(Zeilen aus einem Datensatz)
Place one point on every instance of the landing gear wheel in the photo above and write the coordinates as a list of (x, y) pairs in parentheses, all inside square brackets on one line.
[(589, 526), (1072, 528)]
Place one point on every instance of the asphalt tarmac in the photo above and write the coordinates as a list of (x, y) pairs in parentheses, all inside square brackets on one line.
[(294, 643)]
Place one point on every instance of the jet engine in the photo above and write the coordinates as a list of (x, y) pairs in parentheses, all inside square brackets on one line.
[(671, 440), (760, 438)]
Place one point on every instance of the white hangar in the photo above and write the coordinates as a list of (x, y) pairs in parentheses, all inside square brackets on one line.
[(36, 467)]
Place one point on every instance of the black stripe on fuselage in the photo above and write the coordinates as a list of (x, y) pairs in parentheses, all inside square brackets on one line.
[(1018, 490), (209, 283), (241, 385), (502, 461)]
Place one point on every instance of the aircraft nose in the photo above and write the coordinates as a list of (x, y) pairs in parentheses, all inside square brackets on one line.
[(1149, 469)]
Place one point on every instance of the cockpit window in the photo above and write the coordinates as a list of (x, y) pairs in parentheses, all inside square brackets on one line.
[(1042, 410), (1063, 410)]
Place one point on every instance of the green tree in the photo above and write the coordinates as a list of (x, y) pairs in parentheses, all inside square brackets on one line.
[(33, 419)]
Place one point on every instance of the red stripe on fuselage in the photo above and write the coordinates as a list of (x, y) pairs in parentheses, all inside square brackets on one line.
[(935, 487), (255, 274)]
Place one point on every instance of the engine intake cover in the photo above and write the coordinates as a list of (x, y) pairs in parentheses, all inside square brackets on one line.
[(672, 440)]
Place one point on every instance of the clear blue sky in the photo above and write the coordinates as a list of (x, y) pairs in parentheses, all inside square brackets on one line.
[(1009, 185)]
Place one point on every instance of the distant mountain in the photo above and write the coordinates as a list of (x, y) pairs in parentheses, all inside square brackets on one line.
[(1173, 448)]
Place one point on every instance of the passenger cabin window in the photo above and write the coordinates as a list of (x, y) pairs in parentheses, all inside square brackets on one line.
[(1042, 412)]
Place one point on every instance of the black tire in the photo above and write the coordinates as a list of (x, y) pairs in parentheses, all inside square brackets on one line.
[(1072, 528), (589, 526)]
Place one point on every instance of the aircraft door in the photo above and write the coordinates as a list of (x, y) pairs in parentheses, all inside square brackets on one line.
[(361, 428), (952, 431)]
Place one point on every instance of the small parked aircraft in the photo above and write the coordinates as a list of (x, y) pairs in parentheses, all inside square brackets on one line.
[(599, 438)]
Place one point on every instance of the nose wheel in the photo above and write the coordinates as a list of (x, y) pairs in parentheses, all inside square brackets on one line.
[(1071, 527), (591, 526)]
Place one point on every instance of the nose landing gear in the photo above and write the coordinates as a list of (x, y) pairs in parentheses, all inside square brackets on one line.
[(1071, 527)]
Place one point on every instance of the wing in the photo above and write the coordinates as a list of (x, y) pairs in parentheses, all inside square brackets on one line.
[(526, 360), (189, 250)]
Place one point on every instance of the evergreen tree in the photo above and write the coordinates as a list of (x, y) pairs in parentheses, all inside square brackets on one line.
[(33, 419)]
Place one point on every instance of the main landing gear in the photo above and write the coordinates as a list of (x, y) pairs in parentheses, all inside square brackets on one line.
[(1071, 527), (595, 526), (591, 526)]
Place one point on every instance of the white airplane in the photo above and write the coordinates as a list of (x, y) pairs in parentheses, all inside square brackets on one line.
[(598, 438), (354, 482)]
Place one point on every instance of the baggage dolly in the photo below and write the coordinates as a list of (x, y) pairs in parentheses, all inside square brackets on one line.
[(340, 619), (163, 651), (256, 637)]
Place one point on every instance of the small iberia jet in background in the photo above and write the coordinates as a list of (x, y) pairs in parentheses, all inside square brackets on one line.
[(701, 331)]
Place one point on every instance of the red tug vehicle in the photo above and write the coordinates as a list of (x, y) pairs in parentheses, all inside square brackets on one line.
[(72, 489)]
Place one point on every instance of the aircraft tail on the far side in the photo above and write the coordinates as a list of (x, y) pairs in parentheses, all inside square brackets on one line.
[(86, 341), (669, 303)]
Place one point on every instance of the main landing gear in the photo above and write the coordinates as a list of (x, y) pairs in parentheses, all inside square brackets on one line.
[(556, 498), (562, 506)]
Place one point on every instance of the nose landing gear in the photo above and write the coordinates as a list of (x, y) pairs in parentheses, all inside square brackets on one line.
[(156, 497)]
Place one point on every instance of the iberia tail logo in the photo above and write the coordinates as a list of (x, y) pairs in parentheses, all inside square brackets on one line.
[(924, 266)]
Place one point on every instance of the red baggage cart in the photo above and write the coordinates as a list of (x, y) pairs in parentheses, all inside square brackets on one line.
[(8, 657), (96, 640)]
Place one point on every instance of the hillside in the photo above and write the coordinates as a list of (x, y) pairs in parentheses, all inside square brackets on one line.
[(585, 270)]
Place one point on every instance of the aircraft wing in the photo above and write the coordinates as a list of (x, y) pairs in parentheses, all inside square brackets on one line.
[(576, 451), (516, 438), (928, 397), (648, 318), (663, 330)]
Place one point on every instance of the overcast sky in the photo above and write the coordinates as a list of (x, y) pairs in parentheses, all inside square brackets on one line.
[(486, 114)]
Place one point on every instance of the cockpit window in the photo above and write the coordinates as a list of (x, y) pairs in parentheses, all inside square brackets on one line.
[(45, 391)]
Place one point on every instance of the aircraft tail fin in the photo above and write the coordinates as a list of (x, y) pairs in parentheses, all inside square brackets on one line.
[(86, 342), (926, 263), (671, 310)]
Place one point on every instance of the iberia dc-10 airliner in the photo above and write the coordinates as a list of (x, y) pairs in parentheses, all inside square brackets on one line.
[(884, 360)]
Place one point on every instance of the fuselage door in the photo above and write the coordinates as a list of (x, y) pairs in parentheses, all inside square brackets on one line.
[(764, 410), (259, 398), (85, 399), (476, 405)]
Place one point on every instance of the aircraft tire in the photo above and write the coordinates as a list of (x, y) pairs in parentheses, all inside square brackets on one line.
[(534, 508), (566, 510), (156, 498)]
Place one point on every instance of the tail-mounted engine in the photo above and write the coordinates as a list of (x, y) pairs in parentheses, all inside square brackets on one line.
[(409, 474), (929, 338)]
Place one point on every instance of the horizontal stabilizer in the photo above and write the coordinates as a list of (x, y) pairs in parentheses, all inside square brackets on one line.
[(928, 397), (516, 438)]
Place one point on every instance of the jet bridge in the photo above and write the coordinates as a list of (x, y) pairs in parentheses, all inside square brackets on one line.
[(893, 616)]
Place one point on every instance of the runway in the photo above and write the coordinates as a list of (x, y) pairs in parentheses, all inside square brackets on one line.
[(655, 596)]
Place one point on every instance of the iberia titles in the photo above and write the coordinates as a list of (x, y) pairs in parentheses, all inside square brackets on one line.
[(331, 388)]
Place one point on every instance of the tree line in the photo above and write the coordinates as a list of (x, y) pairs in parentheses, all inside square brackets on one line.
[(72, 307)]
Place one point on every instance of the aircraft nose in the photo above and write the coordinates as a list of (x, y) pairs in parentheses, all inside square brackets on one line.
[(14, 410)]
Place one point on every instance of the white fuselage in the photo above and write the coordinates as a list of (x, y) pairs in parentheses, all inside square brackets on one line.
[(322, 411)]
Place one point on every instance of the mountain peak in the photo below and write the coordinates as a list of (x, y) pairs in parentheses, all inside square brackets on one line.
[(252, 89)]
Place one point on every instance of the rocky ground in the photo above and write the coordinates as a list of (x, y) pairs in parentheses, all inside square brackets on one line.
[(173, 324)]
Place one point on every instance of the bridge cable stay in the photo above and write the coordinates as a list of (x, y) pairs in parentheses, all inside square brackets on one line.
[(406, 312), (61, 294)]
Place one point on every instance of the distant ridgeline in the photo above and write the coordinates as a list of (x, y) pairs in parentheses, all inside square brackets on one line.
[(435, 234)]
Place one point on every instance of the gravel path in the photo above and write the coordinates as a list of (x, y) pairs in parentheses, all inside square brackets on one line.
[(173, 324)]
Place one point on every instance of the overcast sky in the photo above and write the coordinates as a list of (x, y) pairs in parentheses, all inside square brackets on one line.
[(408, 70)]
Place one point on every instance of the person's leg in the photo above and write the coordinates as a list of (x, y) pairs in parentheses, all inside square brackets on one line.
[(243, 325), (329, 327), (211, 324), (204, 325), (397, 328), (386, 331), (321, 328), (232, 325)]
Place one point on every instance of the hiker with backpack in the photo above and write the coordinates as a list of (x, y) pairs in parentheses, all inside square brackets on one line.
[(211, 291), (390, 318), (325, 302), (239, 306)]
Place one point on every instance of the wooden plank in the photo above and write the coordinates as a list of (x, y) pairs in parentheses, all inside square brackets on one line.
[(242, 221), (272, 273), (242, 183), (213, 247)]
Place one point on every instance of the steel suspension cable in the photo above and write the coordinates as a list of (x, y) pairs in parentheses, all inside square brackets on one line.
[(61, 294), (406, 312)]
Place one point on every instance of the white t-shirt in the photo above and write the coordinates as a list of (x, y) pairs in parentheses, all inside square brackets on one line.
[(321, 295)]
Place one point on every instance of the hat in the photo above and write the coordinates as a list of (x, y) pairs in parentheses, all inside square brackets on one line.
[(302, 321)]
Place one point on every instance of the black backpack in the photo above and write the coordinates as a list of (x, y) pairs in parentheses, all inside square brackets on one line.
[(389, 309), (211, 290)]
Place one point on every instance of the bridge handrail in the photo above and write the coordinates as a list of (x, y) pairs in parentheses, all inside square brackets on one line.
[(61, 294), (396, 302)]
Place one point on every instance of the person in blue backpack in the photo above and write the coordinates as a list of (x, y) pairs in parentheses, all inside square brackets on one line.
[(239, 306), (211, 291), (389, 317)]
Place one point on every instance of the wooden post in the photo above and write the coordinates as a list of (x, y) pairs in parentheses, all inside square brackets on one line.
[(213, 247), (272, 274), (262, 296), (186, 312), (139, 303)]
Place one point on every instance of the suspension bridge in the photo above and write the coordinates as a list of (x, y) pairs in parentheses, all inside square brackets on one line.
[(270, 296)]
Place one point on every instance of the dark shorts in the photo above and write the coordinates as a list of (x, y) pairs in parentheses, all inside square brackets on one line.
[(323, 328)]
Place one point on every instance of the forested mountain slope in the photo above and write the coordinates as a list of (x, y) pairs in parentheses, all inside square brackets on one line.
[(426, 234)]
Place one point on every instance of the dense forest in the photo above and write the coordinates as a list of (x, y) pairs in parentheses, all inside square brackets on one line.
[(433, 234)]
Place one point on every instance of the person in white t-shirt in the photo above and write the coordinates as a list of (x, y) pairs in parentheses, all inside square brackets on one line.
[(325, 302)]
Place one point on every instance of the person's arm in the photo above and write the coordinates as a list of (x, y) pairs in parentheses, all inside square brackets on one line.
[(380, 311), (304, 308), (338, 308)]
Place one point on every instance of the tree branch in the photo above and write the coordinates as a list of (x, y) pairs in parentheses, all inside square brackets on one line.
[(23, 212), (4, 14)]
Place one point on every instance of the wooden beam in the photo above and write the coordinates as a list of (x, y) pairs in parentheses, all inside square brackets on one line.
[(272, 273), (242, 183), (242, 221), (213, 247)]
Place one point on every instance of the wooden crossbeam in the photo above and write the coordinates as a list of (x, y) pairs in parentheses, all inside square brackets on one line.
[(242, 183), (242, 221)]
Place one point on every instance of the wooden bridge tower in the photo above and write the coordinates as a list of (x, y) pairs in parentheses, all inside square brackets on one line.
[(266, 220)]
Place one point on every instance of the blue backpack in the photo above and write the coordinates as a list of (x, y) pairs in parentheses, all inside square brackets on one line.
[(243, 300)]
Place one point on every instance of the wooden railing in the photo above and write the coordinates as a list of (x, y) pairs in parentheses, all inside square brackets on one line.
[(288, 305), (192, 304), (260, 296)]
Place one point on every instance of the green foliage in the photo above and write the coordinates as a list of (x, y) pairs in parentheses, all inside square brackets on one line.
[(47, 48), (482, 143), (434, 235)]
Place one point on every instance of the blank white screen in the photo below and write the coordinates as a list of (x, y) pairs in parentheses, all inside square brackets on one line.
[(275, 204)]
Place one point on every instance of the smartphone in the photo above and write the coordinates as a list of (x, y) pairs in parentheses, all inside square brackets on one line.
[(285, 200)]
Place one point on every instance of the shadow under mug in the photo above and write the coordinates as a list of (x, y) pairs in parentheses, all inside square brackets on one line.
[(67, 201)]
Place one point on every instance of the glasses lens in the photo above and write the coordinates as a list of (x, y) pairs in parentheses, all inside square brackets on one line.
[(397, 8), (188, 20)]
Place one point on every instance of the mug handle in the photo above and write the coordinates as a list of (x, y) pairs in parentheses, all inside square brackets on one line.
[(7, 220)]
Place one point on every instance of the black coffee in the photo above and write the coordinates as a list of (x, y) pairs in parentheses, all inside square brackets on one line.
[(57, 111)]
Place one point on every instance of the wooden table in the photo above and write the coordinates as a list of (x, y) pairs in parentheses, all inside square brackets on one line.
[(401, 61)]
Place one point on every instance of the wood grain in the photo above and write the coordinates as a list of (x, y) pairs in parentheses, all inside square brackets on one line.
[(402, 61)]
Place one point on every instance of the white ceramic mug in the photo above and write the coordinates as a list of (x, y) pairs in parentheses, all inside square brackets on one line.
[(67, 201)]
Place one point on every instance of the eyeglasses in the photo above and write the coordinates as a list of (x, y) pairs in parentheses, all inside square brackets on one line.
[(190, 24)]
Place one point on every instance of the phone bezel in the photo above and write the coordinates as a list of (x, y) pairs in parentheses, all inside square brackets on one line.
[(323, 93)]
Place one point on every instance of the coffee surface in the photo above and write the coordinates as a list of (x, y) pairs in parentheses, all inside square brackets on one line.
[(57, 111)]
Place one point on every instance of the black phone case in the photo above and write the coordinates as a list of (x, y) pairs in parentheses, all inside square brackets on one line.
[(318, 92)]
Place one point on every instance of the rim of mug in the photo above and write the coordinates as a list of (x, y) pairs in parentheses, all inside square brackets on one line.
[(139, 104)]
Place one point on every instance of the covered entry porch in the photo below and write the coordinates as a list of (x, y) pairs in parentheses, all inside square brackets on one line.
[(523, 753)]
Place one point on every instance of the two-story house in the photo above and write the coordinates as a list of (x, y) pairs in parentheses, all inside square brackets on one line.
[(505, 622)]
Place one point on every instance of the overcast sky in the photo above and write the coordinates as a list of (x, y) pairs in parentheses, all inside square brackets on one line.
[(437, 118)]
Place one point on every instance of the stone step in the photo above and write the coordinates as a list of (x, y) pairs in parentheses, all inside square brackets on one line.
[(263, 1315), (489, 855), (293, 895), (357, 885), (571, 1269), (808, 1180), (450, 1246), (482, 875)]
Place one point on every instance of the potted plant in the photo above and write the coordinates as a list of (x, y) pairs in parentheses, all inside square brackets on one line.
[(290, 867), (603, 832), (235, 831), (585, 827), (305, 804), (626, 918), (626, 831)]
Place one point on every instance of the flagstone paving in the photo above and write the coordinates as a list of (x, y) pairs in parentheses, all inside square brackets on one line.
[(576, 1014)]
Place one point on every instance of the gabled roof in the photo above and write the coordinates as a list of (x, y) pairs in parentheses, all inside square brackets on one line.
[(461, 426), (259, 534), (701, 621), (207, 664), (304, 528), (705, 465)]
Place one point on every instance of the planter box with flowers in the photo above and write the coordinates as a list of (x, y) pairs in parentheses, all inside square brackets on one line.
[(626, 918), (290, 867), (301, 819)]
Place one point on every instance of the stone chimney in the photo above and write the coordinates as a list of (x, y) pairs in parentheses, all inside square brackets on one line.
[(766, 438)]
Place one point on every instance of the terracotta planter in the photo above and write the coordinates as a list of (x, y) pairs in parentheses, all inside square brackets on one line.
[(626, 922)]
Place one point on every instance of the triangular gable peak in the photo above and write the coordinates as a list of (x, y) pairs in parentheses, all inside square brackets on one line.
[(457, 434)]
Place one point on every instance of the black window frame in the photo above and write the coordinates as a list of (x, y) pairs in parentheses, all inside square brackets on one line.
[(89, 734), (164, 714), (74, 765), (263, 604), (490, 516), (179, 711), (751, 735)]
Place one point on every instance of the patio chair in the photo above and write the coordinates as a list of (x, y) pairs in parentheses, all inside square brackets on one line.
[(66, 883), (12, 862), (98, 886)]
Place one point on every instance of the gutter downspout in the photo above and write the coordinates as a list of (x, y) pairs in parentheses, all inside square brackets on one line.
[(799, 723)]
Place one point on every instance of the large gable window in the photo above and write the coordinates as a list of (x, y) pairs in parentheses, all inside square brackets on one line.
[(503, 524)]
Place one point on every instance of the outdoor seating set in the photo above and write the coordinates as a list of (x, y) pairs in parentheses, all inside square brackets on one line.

Arbeitsanweisung:
Kannst du die Zeilen wortgetreu abschreiben, beginnend mit der Zeile, die „Place one point on every instance of the forested“ enthält, und weiter bis einschließlich der Zeile, die „[(325, 302)]“ enthält?

Richtiges Ergebnis:
Place one point on every instance of the forested mountain slope in the photo above and write the coordinates as a list of (x, y) pairs in parentheses, all inside square brackets on one line.
[(426, 234)]
Place one point on every instance of the dense forest in the photo above and write the coordinates as a list of (x, y) pairs in parentheses, all inside square brackets on one line.
[(433, 234)]
Place one point on every instance of the person in white t-shirt in the photo above and write the coordinates as a list of (x, y) pairs in parentheses, all inside square brackets on one line.
[(325, 302)]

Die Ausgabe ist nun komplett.